**DIRECTION:** Turn the listing below into a numbered list, one entry per line, starting at its first line and ending at the line containing "point(1075, 23)", with both of those lines included. Skip blank lines and leave the pictures out.

**RECORDS SHOWN:**
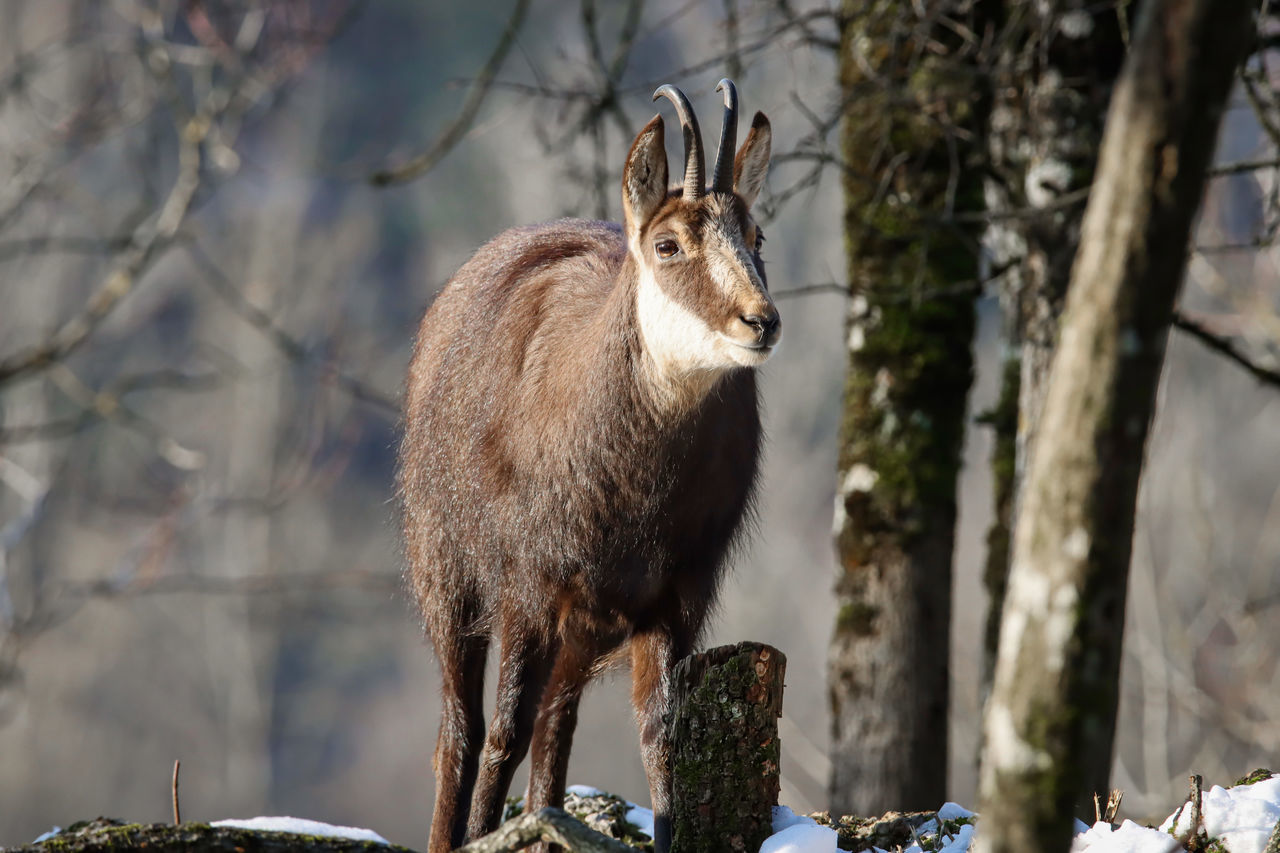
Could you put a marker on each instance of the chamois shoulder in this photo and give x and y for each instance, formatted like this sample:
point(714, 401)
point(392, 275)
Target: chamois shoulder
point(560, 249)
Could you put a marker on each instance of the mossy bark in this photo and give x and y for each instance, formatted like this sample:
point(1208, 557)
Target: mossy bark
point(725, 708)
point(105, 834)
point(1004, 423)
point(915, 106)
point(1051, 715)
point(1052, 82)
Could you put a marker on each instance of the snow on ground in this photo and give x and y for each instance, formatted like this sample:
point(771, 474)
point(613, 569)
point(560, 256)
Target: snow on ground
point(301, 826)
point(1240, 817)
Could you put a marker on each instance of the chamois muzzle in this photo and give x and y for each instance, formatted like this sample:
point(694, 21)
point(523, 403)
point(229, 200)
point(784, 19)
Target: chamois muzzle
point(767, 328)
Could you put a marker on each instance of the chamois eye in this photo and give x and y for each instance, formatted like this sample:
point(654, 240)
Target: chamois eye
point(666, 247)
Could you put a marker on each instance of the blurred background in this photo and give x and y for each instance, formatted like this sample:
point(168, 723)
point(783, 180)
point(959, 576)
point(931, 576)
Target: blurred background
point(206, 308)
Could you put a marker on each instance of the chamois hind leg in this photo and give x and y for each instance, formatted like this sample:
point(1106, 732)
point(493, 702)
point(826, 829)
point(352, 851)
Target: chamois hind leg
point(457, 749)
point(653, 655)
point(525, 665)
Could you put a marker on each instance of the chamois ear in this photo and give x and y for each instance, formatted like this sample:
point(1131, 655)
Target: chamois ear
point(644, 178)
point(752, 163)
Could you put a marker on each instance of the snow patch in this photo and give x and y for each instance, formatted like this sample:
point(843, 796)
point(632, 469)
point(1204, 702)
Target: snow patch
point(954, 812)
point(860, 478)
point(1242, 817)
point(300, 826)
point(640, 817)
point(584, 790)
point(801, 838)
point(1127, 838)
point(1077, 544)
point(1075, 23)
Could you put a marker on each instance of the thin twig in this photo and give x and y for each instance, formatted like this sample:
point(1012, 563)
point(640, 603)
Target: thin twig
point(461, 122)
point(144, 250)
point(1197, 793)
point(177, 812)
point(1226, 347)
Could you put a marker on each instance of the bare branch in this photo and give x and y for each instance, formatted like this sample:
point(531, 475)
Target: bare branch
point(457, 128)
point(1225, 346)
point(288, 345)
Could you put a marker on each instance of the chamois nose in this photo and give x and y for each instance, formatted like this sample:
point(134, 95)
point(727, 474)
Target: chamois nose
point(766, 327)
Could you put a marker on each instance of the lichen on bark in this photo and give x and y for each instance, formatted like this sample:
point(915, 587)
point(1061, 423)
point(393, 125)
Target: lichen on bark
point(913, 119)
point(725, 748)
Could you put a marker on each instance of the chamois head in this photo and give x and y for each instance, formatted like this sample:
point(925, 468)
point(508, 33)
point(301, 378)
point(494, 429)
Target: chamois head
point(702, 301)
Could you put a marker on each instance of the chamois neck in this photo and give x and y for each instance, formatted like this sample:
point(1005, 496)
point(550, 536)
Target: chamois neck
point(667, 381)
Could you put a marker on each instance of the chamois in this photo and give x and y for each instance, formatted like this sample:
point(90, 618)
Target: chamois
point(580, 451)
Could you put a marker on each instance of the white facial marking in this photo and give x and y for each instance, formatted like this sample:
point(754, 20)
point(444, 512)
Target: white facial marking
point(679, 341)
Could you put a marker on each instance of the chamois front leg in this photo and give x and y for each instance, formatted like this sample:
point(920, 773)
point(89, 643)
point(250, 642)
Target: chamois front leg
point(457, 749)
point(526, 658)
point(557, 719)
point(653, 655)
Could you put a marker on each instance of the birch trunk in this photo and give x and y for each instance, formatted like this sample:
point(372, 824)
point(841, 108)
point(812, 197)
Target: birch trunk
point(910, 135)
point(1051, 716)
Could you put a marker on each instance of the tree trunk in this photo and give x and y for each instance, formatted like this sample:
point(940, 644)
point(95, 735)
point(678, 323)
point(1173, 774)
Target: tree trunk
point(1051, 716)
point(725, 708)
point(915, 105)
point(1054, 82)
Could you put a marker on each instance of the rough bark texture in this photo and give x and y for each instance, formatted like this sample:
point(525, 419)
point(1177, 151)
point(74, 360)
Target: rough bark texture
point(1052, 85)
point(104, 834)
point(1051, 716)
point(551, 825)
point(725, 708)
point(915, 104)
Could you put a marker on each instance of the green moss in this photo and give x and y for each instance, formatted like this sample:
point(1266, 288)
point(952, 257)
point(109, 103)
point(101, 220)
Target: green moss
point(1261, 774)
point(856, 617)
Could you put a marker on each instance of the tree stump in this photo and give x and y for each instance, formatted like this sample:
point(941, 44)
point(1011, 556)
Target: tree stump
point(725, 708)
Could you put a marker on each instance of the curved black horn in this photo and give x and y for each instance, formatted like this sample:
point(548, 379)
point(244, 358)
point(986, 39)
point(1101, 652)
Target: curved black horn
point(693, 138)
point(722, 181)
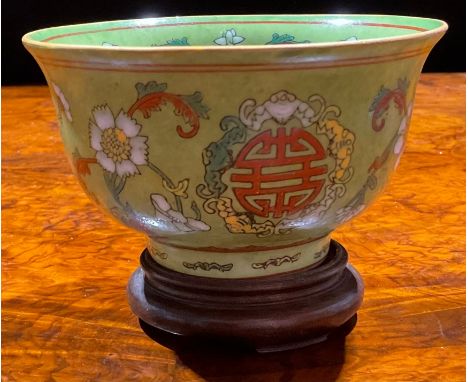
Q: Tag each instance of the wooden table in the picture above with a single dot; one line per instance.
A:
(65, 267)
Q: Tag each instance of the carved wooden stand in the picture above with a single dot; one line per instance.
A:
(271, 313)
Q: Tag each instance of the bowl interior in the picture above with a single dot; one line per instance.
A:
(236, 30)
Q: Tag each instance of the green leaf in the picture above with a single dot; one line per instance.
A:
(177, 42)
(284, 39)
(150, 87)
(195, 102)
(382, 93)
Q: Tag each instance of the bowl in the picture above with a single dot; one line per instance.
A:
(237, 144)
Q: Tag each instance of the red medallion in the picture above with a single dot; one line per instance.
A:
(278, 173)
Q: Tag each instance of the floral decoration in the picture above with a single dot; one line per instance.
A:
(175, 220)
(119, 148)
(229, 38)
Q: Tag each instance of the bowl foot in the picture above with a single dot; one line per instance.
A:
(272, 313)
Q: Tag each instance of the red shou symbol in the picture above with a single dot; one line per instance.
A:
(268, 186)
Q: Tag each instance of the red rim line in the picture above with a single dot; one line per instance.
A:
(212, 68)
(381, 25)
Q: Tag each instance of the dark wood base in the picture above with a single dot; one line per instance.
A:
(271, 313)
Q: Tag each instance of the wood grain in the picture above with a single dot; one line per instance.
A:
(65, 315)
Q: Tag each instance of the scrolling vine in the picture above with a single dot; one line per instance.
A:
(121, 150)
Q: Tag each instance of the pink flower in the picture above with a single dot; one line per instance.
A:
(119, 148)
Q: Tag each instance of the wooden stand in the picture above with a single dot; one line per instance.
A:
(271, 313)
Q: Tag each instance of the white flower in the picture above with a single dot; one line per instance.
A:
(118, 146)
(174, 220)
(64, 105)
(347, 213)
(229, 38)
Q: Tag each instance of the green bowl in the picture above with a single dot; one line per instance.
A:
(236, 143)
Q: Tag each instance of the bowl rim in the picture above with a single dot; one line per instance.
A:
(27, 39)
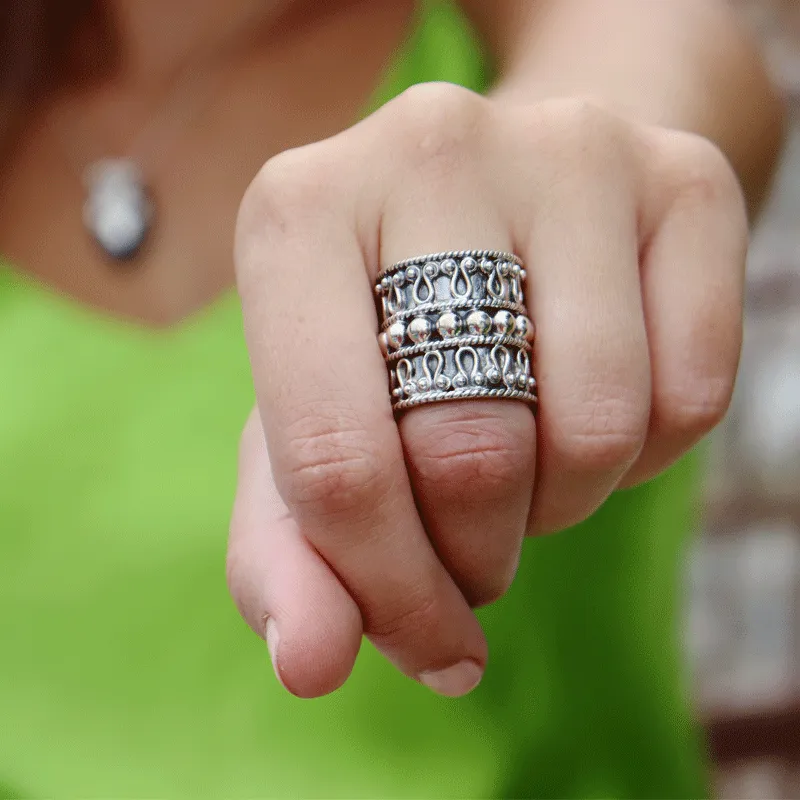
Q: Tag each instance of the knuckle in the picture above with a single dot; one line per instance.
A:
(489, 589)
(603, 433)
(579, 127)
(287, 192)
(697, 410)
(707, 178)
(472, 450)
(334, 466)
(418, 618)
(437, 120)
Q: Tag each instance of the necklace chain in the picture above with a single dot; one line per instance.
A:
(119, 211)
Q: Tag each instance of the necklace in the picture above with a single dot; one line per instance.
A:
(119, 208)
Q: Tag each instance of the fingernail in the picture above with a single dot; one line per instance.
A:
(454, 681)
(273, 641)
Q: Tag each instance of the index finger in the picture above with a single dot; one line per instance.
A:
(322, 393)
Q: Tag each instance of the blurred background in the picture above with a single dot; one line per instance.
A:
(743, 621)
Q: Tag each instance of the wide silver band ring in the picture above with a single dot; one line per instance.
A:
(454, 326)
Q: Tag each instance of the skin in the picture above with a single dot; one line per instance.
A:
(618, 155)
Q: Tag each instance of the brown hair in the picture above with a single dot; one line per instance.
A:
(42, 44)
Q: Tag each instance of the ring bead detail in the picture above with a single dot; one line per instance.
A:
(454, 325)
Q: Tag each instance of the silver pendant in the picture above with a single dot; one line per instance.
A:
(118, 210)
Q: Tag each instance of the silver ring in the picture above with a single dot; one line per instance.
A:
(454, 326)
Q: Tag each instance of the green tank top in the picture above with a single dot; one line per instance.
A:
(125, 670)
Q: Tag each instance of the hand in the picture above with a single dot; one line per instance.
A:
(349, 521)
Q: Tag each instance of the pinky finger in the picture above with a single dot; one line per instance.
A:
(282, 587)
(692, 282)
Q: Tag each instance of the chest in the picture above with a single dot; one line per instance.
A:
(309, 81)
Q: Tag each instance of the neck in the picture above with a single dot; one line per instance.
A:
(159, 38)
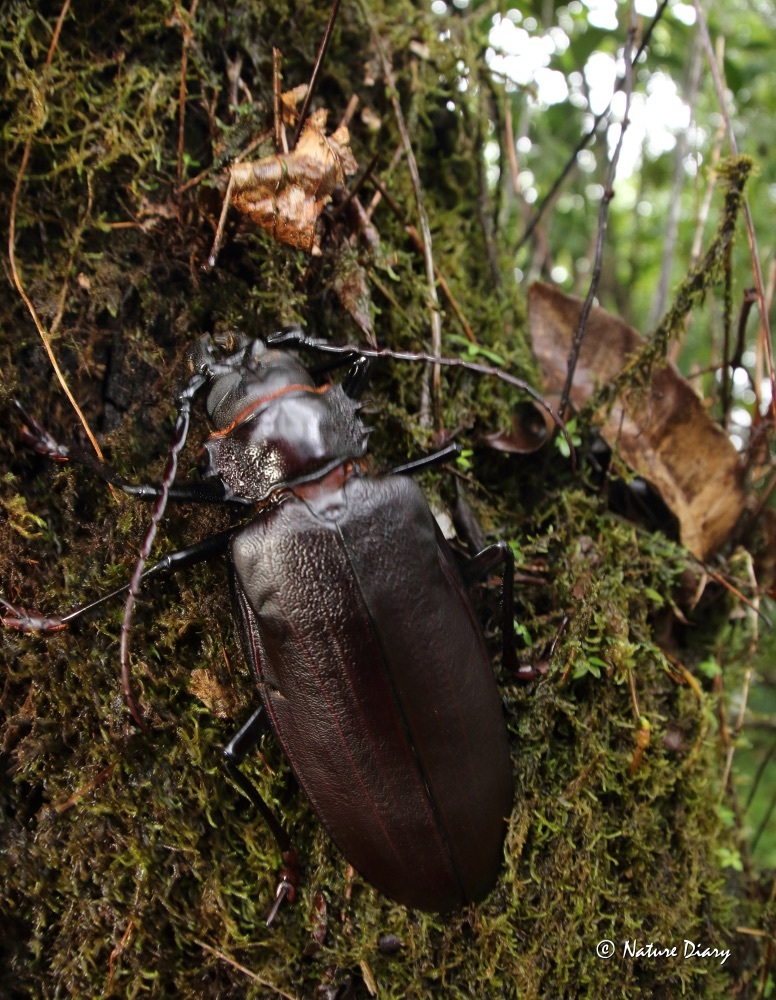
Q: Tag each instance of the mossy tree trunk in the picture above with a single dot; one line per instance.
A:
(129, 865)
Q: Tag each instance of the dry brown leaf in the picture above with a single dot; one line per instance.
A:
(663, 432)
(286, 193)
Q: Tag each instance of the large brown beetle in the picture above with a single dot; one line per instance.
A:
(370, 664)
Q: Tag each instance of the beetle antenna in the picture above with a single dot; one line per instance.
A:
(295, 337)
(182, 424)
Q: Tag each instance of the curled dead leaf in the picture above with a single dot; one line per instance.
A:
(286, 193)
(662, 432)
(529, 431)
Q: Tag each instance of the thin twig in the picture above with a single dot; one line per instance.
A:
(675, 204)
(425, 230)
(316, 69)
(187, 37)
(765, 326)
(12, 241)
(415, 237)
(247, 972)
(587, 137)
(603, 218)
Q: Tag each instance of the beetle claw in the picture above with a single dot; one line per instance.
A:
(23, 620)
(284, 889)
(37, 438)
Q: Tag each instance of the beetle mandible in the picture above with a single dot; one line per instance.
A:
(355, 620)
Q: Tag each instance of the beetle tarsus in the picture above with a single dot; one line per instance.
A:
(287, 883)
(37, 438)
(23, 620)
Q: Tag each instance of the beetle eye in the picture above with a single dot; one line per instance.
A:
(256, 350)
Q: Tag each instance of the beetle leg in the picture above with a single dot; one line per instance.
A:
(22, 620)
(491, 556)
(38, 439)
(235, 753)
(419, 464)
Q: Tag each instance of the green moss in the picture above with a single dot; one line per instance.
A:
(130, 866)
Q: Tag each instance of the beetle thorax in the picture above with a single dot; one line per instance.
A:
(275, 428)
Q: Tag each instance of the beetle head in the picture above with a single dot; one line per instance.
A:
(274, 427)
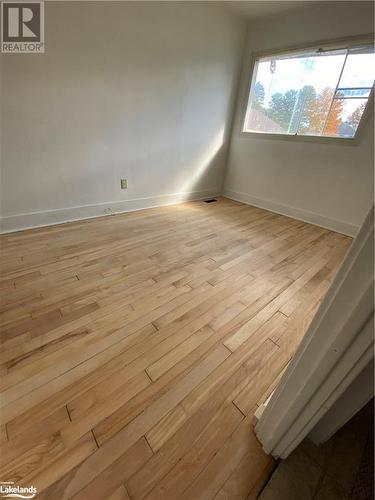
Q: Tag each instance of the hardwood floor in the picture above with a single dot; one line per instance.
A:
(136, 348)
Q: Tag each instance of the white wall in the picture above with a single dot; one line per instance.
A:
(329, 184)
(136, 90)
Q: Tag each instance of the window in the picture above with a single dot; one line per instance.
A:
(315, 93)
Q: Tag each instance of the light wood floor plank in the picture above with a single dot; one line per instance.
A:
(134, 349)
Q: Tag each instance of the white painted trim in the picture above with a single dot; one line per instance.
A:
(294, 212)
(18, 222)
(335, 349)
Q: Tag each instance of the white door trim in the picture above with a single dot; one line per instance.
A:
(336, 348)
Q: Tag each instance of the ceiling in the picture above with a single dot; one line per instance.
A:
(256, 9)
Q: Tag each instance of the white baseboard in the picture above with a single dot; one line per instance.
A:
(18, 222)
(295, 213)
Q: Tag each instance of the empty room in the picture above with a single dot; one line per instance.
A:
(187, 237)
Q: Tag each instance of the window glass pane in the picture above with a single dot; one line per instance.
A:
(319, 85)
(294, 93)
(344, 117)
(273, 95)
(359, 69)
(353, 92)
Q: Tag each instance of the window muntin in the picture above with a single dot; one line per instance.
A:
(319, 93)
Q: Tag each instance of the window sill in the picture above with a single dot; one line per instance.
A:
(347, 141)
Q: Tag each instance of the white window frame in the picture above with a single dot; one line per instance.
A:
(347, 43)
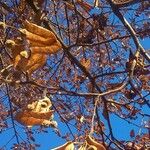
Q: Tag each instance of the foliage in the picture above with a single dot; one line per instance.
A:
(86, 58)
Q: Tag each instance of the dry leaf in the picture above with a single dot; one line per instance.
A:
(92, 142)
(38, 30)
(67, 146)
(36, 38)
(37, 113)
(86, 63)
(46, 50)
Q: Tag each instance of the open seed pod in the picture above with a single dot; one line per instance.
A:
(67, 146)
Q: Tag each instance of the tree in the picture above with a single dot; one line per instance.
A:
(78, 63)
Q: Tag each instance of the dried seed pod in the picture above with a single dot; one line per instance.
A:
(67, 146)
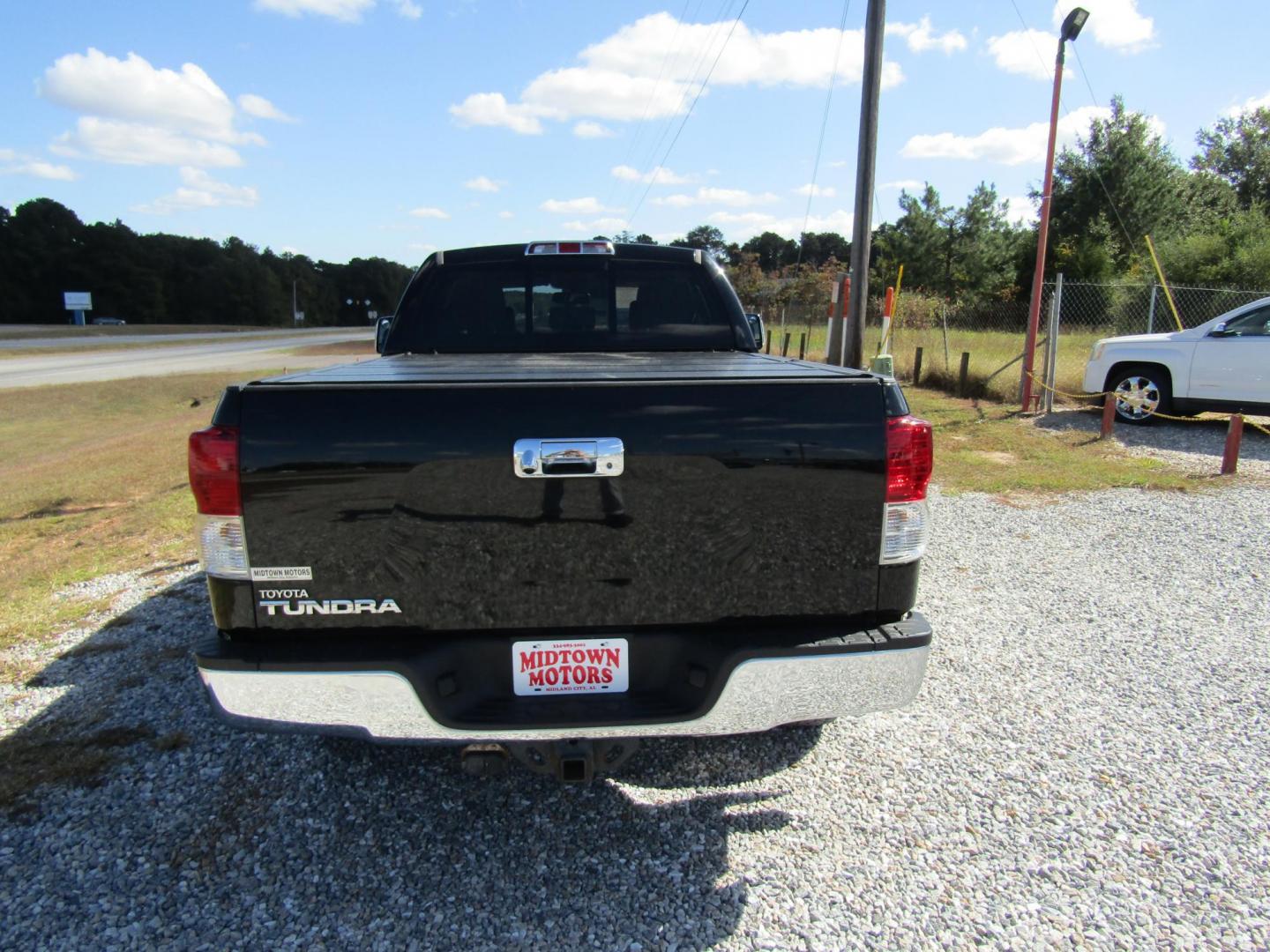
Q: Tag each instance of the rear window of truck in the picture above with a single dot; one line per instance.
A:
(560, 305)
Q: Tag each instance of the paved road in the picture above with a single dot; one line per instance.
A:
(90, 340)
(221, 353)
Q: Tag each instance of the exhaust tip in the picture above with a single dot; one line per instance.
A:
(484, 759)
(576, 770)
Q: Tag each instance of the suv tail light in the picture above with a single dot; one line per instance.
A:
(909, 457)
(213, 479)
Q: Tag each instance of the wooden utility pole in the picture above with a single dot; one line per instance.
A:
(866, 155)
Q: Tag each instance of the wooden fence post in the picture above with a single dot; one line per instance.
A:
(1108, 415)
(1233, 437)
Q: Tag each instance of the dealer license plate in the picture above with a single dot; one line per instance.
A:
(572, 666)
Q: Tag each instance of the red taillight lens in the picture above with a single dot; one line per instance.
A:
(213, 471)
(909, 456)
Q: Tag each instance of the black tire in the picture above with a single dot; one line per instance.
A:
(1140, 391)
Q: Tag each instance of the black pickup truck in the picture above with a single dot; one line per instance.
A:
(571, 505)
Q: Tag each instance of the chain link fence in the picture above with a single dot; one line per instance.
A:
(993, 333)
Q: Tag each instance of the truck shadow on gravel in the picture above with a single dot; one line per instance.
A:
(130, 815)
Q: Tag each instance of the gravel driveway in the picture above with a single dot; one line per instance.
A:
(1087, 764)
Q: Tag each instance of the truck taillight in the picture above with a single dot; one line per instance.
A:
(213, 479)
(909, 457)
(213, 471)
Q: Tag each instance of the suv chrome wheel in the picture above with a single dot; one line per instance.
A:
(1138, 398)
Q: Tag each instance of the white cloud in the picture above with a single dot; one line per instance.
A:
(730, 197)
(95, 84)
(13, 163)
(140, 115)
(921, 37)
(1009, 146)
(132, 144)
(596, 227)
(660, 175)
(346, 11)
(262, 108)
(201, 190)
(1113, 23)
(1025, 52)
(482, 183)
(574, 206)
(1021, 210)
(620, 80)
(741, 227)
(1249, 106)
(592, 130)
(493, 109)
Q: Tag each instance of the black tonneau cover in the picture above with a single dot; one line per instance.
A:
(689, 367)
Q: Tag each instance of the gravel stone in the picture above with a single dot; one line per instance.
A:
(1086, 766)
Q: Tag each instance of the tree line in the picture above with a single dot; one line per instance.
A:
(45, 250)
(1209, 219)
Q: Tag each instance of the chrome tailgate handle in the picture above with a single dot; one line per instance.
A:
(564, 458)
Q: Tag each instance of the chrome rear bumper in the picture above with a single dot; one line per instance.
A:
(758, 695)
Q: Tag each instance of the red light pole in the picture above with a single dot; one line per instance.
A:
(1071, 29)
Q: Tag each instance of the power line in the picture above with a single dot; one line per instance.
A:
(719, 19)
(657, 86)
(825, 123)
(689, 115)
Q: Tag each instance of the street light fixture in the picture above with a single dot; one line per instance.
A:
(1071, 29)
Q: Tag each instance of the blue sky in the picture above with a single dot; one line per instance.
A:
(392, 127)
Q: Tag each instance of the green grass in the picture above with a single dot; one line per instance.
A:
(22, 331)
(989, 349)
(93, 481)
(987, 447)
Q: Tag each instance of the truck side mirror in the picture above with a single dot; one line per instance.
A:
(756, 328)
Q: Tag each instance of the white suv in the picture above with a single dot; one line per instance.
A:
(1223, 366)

**RESPONSE:**
1. Could you put a marker on each instance of the chamois shoulder in this photo and give x and y for each instance, formatted like this sample:
2. point(714, 401)
3. point(392, 275)
4. Target: chamois shoulder
5. point(560, 249)
6. Could you put a marker on each instance of the mossy bark in this photo and give x and y for each instance, formatted like this sample:
7. point(1208, 557)
8. Target: mossy bark
9. point(725, 708)
10. point(105, 834)
11. point(1004, 423)
12. point(915, 106)
13. point(1051, 715)
14. point(1052, 82)
15. Could you put a marker on each instance of the snow on ground in this photo and give x and y for each instance, formatted like this sample:
16. point(771, 474)
17. point(613, 569)
18. point(560, 256)
19. Target: snow on ground
20. point(301, 826)
21. point(1240, 817)
22. Could you put a marker on each instance of the chamois muzzle in this photo and give x and y for each instance, formatted like this sample:
23. point(694, 21)
24. point(523, 403)
25. point(229, 200)
26. point(784, 19)
27. Target: chamois muzzle
28. point(767, 328)
29. Could you put a marker on each instance of the chamois eye in this photo and give x and y for each instance, formatted like this sample:
30. point(654, 240)
31. Target: chamois eye
32. point(666, 247)
33. Could you put a marker on each instance of the blurred background in this photo and give x and y for each instance, formatted like this sample:
34. point(168, 723)
35. point(783, 180)
36. point(959, 576)
37. point(931, 576)
38. Target: blurred background
39. point(206, 308)
40. Could you put a marker on each instance of the chamois hind leg in this photo and give x and y for each instance, formatted like this sample:
41. point(1106, 732)
42. point(493, 702)
43. point(826, 829)
44. point(352, 851)
45. Target: chamois hind leg
46. point(457, 749)
47. point(653, 655)
48. point(525, 665)
49. Could you put a marker on each instance of the chamois ear in this photo and give x and y for each instance, formatted like this sample:
50. point(1131, 655)
51. Target: chamois ear
52. point(644, 178)
53. point(752, 163)
54. Could you put a marker on each instance of the snow patch in this photo and give x and y for each instance, formatted like this sample:
55. point(843, 796)
56. point(632, 469)
57. point(1204, 702)
58. Target: snow patch
59. point(954, 812)
60. point(860, 478)
61. point(1242, 817)
62. point(300, 826)
63. point(640, 817)
64. point(584, 790)
65. point(801, 838)
66. point(1127, 838)
67. point(1077, 544)
68. point(1075, 23)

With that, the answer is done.